===== ENTRIES SHOWN

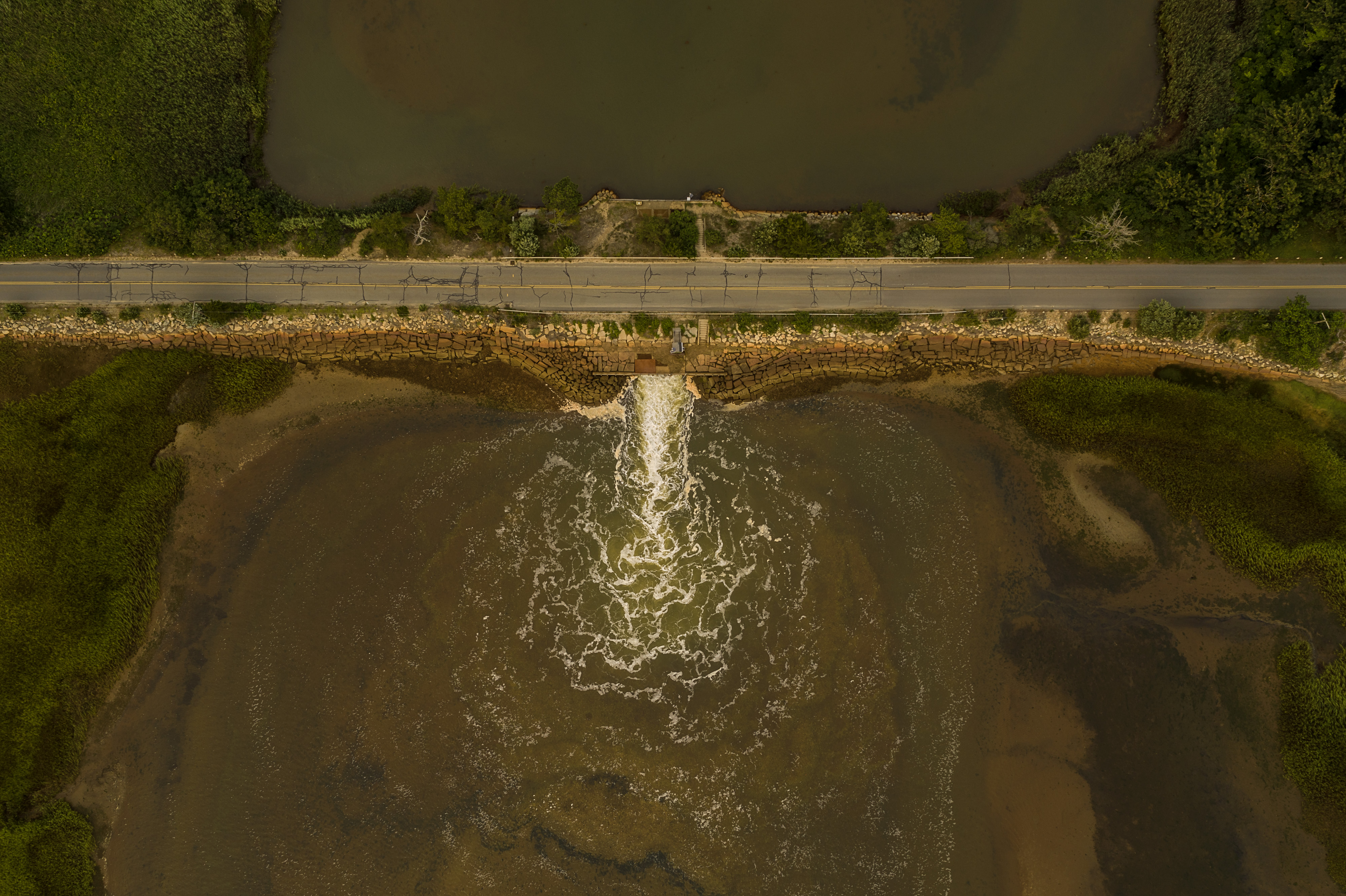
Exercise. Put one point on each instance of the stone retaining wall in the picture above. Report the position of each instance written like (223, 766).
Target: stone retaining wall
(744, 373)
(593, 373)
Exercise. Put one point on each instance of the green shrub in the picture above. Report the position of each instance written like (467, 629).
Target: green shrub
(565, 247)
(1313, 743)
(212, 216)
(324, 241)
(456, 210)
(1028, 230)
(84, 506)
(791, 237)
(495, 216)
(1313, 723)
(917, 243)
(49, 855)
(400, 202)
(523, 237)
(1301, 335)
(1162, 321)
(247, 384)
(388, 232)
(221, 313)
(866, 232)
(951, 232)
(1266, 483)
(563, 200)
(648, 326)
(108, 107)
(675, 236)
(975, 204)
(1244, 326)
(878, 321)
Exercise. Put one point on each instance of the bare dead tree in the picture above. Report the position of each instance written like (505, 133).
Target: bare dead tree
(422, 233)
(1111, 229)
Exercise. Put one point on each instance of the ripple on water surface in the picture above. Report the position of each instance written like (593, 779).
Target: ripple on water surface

==========

• _CHALLENGE_: Copy out every one of the records above word for word, leaving out the pictures.

• _SOLUTION FOR THIS EXERCISE_:
Exercise. Put one point on each instance of the stone retaining wall in the picture above. Report the position of each instance written like (223, 766).
Target: stone retaining wall
(744, 373)
(593, 373)
Exercise. Put one point on each instance of the green shrub in the picture above. Report the position of each instance written like (467, 629).
Target: green shrub
(565, 247)
(1313, 743)
(212, 216)
(324, 241)
(456, 210)
(1028, 230)
(84, 506)
(791, 237)
(495, 216)
(1313, 723)
(917, 243)
(49, 855)
(400, 202)
(523, 237)
(1301, 335)
(1162, 321)
(247, 384)
(388, 232)
(221, 313)
(866, 232)
(951, 232)
(1266, 483)
(563, 200)
(648, 326)
(108, 107)
(675, 236)
(975, 204)
(1244, 326)
(878, 321)
Exercise. Put one point on each instance of the bare dead tree in the picture above. Report the position of each instance written like (505, 133).
Target: bare dead tree
(422, 233)
(1111, 229)
Exercise. Put one point on each instance of the ripple on water surface in the picture above. Report the position of each instance written like (593, 779).
Target: ripple on water surface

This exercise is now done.